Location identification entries
* * * * * * *

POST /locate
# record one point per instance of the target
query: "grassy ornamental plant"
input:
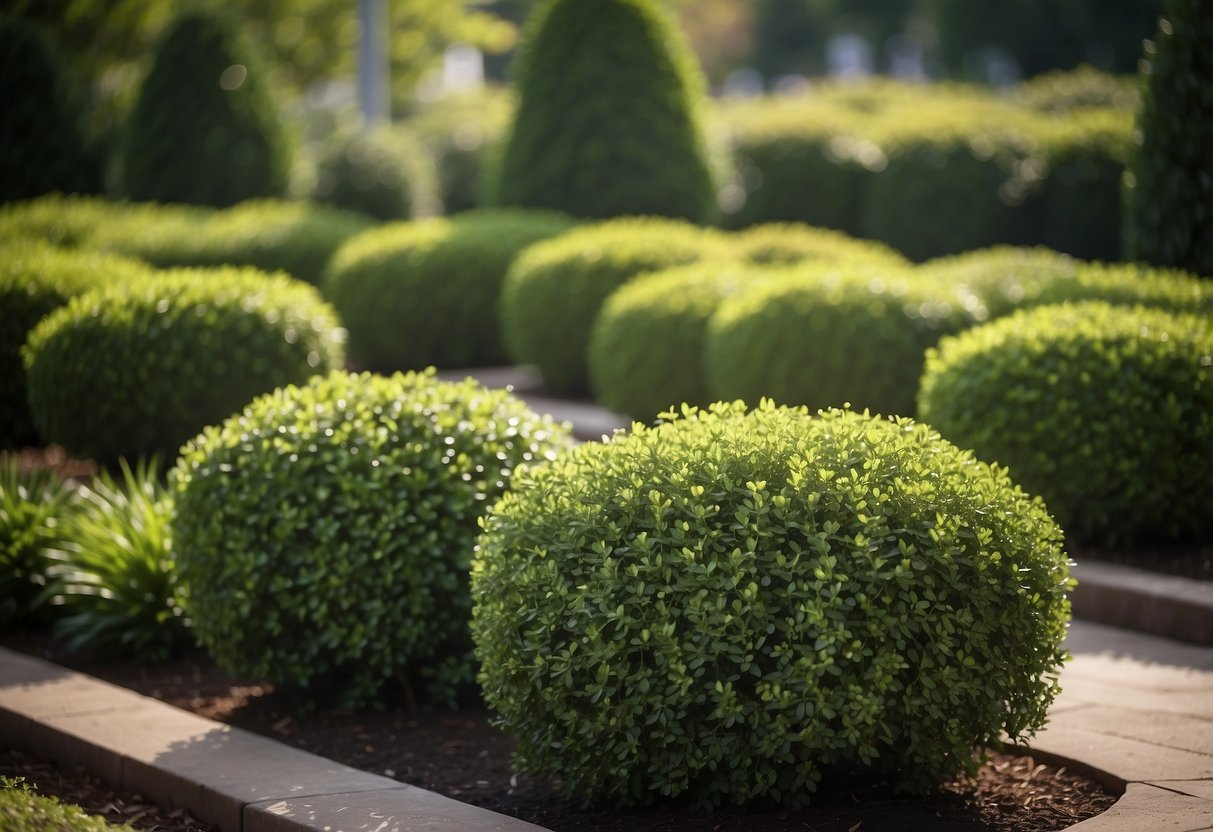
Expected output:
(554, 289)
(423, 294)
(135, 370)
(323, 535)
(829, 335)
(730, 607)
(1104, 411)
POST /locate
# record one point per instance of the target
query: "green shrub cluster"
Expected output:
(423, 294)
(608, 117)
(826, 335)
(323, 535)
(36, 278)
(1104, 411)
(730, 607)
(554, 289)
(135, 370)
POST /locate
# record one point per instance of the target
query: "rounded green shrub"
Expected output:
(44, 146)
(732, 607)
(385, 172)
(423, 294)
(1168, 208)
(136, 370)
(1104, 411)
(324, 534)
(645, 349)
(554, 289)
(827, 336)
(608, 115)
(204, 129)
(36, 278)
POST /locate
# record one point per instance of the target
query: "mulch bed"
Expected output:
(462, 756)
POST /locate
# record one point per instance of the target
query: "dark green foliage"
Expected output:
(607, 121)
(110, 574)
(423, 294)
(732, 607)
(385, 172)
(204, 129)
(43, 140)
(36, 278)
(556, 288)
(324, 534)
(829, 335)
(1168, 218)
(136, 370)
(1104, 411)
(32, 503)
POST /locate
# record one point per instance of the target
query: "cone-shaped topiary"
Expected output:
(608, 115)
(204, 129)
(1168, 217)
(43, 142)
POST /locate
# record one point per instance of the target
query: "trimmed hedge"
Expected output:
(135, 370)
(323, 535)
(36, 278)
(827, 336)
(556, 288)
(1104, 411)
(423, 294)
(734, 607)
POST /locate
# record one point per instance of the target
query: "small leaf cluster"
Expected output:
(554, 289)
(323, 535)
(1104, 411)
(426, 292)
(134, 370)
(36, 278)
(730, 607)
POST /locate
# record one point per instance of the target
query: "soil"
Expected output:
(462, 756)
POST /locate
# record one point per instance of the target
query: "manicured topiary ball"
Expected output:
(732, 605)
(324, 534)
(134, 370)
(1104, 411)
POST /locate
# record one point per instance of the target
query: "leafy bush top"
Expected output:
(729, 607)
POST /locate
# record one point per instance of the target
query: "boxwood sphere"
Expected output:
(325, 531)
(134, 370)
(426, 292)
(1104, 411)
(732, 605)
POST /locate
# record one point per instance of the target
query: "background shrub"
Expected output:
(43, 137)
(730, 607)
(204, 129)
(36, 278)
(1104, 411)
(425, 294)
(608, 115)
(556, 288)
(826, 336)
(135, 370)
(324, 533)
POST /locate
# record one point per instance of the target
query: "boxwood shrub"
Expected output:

* * * * * * *

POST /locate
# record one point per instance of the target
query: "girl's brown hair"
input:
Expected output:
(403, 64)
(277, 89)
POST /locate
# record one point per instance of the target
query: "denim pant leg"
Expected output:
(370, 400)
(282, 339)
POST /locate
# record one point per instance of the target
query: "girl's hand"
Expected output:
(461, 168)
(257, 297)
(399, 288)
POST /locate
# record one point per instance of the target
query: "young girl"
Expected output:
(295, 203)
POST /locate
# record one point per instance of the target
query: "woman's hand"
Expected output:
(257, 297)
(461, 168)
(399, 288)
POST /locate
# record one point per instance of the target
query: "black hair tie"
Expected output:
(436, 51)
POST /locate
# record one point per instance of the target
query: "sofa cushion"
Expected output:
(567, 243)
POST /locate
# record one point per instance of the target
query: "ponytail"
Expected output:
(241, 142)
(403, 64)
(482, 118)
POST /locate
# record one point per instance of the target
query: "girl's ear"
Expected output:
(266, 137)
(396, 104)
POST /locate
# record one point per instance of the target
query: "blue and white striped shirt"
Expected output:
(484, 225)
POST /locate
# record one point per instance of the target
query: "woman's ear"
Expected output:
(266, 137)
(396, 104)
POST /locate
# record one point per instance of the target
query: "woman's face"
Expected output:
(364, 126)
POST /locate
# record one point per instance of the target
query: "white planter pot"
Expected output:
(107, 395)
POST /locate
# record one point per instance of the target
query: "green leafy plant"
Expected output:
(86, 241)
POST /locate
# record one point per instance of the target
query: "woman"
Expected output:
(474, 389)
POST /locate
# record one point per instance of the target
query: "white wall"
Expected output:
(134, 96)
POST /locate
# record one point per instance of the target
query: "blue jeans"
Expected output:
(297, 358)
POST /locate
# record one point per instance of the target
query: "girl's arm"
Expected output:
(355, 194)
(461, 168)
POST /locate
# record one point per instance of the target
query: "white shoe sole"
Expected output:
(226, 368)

* * * * * * *

Please report each line in the items above that contains the string "leafy", treating uppercase and lowercase as different.

query: "leafy bush top"
query: "green leafy plant"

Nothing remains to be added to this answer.